Task directions:
Take the data below. Output it exactly from its first line through the line containing "Query: nike swoosh logo".

==== Source data ====

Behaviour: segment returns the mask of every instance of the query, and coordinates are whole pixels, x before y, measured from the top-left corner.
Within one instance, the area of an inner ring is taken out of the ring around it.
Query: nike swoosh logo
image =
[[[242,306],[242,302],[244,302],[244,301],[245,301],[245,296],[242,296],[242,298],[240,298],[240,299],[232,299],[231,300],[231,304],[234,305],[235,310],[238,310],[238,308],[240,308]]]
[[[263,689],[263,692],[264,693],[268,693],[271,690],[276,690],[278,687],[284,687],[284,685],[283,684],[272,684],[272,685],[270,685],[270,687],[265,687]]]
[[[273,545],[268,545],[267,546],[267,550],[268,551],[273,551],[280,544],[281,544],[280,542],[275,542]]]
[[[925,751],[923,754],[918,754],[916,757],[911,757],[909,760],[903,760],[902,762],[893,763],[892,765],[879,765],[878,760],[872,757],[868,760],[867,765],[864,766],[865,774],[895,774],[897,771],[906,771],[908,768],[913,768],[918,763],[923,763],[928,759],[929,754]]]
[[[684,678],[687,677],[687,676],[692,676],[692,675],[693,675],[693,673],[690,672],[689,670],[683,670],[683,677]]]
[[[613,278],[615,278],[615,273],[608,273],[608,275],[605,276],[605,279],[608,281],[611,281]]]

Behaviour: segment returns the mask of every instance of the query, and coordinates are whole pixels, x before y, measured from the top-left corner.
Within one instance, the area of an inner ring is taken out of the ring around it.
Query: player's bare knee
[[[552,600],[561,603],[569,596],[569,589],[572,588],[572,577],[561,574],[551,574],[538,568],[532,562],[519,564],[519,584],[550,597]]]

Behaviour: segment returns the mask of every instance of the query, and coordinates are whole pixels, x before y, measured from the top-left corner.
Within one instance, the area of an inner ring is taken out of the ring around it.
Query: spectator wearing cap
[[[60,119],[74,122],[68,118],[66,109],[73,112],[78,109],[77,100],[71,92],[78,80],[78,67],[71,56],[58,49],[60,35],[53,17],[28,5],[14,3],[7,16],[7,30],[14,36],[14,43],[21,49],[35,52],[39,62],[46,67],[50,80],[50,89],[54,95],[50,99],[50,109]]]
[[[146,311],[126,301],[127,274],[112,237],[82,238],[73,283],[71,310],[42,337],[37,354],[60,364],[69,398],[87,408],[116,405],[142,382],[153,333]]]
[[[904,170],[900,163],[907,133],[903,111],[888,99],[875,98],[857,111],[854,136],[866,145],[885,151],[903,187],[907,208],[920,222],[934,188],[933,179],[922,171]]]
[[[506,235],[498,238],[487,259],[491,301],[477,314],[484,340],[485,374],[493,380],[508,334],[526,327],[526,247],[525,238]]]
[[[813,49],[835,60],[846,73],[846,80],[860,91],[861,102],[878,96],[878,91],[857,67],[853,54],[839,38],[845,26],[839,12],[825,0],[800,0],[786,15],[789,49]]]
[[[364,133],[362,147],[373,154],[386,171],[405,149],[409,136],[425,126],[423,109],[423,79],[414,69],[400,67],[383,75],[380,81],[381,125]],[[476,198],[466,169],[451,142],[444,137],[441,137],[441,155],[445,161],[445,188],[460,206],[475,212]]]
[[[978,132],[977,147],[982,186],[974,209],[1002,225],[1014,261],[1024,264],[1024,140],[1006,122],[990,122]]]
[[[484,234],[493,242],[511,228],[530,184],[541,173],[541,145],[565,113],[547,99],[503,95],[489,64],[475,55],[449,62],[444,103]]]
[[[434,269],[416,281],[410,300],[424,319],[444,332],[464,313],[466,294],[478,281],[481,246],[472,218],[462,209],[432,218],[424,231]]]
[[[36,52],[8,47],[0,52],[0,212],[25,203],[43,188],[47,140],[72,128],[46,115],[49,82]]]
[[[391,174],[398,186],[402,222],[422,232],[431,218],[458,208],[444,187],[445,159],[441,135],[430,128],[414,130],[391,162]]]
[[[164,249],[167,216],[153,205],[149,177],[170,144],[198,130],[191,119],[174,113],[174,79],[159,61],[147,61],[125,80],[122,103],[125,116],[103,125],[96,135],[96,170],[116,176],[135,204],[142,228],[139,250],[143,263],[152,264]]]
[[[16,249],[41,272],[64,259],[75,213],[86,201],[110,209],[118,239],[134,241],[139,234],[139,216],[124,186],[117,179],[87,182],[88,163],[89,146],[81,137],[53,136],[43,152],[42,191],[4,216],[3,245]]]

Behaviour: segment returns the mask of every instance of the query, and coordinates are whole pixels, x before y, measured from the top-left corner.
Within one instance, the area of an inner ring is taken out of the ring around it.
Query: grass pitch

====

Response:
Behaviour: segment returns the mask of every instance of the query, and coordinates are whole pixels, x before y, measured from the top-left corner.
Within one instance, the area of an inner ring is taken out of the ring around it.
Query: nike swoosh logo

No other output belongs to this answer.